Format the items below as a numbered list, omitting any blank lines.

Given data:
--
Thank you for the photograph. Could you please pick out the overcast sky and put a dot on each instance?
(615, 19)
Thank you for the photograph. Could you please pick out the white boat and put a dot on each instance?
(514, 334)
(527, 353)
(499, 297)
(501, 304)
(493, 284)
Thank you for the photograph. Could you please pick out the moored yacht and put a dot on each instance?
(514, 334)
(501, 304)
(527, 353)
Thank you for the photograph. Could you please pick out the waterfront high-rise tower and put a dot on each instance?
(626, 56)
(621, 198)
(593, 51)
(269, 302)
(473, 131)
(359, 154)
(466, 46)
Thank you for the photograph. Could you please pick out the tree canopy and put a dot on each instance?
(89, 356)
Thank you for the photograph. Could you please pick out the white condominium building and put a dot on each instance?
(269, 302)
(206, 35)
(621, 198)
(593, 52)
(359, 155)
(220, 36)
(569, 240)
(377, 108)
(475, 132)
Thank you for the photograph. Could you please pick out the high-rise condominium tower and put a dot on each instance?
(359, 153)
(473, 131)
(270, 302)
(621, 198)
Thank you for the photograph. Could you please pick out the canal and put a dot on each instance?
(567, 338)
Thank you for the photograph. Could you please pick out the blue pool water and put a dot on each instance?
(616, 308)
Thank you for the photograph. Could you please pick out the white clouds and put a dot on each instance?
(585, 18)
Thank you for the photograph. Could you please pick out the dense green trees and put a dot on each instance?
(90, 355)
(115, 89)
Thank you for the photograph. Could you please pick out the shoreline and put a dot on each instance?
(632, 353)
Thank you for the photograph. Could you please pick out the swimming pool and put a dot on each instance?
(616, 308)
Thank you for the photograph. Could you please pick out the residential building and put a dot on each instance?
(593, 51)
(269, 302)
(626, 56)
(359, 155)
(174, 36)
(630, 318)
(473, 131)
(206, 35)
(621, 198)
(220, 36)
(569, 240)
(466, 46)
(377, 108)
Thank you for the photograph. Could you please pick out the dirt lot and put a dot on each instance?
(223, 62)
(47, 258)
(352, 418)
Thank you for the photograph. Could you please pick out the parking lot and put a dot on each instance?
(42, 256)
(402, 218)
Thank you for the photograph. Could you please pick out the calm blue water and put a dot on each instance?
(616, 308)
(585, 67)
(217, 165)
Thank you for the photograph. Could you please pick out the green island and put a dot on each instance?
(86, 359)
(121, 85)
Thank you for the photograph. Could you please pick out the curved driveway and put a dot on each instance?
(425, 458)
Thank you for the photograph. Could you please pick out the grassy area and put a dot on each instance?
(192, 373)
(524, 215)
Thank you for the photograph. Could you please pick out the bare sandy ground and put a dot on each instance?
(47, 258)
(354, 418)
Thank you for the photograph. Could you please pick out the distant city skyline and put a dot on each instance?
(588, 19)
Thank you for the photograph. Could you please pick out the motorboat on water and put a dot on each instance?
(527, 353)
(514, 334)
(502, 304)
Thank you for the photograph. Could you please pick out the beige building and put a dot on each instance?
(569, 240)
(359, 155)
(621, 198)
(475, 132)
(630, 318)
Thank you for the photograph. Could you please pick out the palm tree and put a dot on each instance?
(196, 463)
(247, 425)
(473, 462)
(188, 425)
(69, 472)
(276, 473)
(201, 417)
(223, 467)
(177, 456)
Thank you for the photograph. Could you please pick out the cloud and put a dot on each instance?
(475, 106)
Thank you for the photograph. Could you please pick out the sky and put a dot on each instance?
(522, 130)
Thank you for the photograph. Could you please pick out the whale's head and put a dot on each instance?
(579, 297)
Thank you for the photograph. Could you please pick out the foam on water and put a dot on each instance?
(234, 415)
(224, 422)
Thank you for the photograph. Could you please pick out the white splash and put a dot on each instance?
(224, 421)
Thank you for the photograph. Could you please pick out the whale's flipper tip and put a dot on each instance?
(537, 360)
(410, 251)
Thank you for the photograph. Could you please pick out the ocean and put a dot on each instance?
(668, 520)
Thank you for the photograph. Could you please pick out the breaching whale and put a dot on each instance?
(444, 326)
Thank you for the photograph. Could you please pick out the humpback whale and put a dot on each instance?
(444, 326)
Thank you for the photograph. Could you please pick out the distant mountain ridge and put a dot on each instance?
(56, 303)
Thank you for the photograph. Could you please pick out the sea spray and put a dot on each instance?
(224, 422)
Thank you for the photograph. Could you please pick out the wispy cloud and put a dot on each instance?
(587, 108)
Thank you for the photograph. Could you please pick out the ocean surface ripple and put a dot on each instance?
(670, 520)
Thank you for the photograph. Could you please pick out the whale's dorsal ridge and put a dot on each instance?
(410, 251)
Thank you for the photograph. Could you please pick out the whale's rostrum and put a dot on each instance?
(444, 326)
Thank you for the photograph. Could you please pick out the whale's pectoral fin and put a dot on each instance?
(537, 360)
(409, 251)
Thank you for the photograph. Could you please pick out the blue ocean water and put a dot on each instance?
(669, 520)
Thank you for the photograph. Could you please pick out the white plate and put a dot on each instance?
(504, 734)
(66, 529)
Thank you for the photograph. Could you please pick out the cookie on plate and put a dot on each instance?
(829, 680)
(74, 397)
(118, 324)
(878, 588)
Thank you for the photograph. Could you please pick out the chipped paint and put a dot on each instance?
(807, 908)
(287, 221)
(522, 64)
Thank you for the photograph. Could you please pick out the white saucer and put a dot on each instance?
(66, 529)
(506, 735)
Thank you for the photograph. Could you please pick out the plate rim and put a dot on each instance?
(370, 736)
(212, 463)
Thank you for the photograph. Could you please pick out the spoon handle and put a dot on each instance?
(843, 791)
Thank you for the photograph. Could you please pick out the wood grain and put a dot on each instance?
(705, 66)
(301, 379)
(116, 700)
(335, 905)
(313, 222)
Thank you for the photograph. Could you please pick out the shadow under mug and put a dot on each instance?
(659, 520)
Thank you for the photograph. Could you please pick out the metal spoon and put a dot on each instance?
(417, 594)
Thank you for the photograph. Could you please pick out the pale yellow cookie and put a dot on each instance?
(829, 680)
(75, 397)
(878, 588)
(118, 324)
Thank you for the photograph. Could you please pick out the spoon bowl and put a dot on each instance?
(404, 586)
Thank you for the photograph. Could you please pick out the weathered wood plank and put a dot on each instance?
--
Solution below:
1. Thank you for the photograph. Could you please pick out the overcast sky and put a dot on each instance?
2. (615, 19)
3. Thank you for the photograph. Could you please pick out the white boat and put a dot on each instance?
4. (514, 334)
5. (527, 353)
6. (499, 297)
7. (501, 304)
8. (493, 284)
9. Thank you for the photograph. Could you please pick out the moored yacht and put a dot on each instance?
10. (514, 334)
11. (501, 304)
12. (527, 353)
13. Thank you for the photograph. Could you please pick out the waterfront high-rise tower and put a dot on each instance?
14. (626, 56)
15. (621, 198)
16. (593, 51)
17. (269, 302)
18. (473, 131)
19. (359, 154)
20. (466, 46)
21. Thank you for the photograph. Could you please pick out the tree canopy and put a dot on each instance?
22. (89, 356)
23. Thank you for the photograph. Could you please pick out the white condominium building and put a dot on each instance?
24. (269, 302)
25. (206, 35)
26. (621, 198)
27. (593, 52)
28. (359, 155)
29. (220, 36)
30. (569, 240)
31. (377, 108)
32. (475, 132)
33. Thank you for the photograph. Could you please pick out the high-rise condominium tower and put a dot on each instance?
34. (359, 153)
35. (473, 131)
36. (270, 302)
37. (621, 198)
38. Thank you for the photograph. Could you please pick out the canal and put a dot on each instance?
39. (567, 338)
40. Thank you for the photograph. Could you please pick out the blue pool water and put a dot on each instance?
41. (616, 308)
42. Thank you for the photograph. Could you please pick out the white clouds and put a dot on each instance?
43. (585, 18)
44. Thank you for the photograph. Could you please pick out the dense green trees and put a dot on each instance?
45. (90, 355)
46. (115, 89)
47. Thank you for the photograph. Could you please pick out the shoreline and put a dot on each instance?
48. (632, 353)
49. Thank you for the photograph. Could you please pick out the swimming pool and put a dot on each instance?
50. (616, 308)
51. Thank you for the photograph. Could you please pick out the residential building and put a dot on each instance?
52. (593, 51)
53. (269, 302)
54. (626, 56)
55. (359, 155)
56. (174, 36)
57. (630, 318)
58. (473, 131)
59. (206, 35)
60. (621, 198)
61. (220, 36)
62. (569, 240)
63. (466, 46)
64. (377, 108)
65. Thank you for the photograph. Could you please pick out the dirt lot and put a dot on each instance?
66. (223, 62)
67. (47, 258)
68. (352, 418)
69. Thank you for the photograph. Could you please pick out the parking lot and put a dot on each instance?
70. (42, 256)
71. (402, 218)
72. Thank you for the photograph. Could you please pick out the calm blue water and put a dot on each instance?
73. (616, 308)
74. (585, 67)
75. (217, 165)
76. Thank you for the photograph. Could you please pick out the green island and put a dot on each instance?
77. (86, 359)
78. (121, 85)
79. Thank you for the photograph. Could you please pick out the curved driveway and put a dot on each instance?
80. (425, 458)
81. Thank you for the photograph. Could you please pick out the grassy area and put a dot on each instance?
82. (192, 373)
83. (524, 215)
84. Thank you for the photograph. Could you please pick out the bare sandy ground and put a dot on each instance?
85. (47, 258)
86. (354, 418)
87. Thank you for the photograph. Could you please pick out the distant city skyline and put a dot on each instance?
88. (588, 19)
89. Thank you for the photograph. Could you please pick out the motorboat on water and put a dot on each instance?
90. (527, 353)
91. (514, 334)
92. (502, 304)
93. Thank you for the photograph. Could you please pick out the beige building and put a dot on each instance?
94. (569, 240)
95. (359, 155)
96. (621, 198)
97. (475, 132)
98. (630, 318)
99. Thank you for the photograph. Could you please pick out the palm tree and put a dot on each instance?
100. (196, 463)
101. (247, 425)
102. (473, 462)
103. (188, 425)
104. (69, 472)
105. (276, 473)
106. (201, 417)
107. (223, 467)
108. (177, 456)
109. Thank you for the photograph. Could you please pick out the cloud and put a dot on each instance?
110. (475, 106)
111. Thank you for the photograph. Could you please pick out the sky and put a dot on each instance?
112. (522, 130)
113. Thank you for the photograph. Could you please pick out the whale's head and put a dot on each instance?
114. (579, 297)
115. Thank you for the photograph. Could you please pick out the foam on water and put a dot on each instance?
116. (234, 415)
117. (224, 422)
118. Thank you for the photograph. Could you please pick out the white splash and put a dot on each instance?
119. (224, 421)
120. Thank you for the photograph. Could you please pick out the whale's flipper tip and put a dot on each instance?
121. (537, 360)
122. (410, 251)
123. Thank you for the photograph. Could you please pick out the ocean and put a dot on each instance?
124. (668, 520)
125. Thank you for the photograph. Could you please pick out the breaching whale and put a dot on each instance?
126. (444, 326)
127. Thank you for the photograph. Could you please pick out the humpback whale and put a dot on each instance?
128. (444, 326)
129. Thank you for the photograph. Could you please pick out the distant mountain ridge and put a dot on each instance?
130. (56, 303)
131. Thank you for the photograph. Could you please pick out the sea spray and put a dot on each instance?
132. (224, 422)
133. Thank you for the photograph. Could you please pick out the wispy cloud and put a dot on each instance?
134. (587, 108)
135. Thank you for the photograph. Could you please pick out the ocean surface ripple and put a dot on each instance?
136. (670, 520)
137. Thank you for the photograph. Could you please pick out the whale's dorsal ridge and put a dot on each instance?
138. (410, 251)
139. Thank you for the photograph. Could you please pick out the whale's rostrum and put a dot on each instance?
140. (444, 326)
141. Thank you for the photograph. Could you please pick out the whale's pectoral fin and put a dot on each instance?
142. (537, 360)
143. (409, 251)
144. Thank you for the photograph. Could you please pick out the blue ocean water and put a dot on each instance?
145. (669, 520)
146. Thank you for the photograph. Could you please pick out the white plate and put a dot on each instance?
147. (504, 734)
148. (66, 529)
149. Thank you for the photograph. Could you please pick out the cookie on plate and put a dot on each instance?
150. (829, 680)
151. (74, 397)
152. (118, 324)
153. (878, 588)
154. Thank you for the photograph. Could you please pick out the chipped paint and put a dot on each instance?
155. (807, 908)
156. (287, 221)
157. (522, 64)
158. Thank you for the photograph. Could you please pick out the white saucer and put a dot on each instance?
159. (66, 529)
160. (506, 735)
161. Thank you for the photograph. Could you please pick out the plate rim and put a dot on each instance?
162. (370, 736)
163. (212, 463)
164. Thank you for the photograph. Could you please pick out the spoon handle and put a dot on each instance?
165. (843, 791)
166. Thank you for the photograph. Could you please pick out the wood grain and put a dot on each instance?
167. (705, 66)
168. (301, 379)
169. (116, 700)
170. (335, 905)
171. (313, 222)
172. Thank you for the photograph. Could you please pick out the shadow under mug and put a dot on each instance?
173. (659, 520)
174. Thank you for the photograph. Could you please pick out the metal spoon and put a dot on each instance?
175. (417, 594)
176. Thank you for the photograph. Could you please pick out the pale yellow cookie and put a dot on each instance?
177. (829, 680)
178. (75, 397)
179. (878, 588)
180. (118, 324)
181. Thank you for the photograph. Could you please pick out the spoon bowl and put a dot on each instance?
182. (404, 586)
183. Thank you for the photograph. Could you please pick out the weathered wood plank and put a dot on each instance?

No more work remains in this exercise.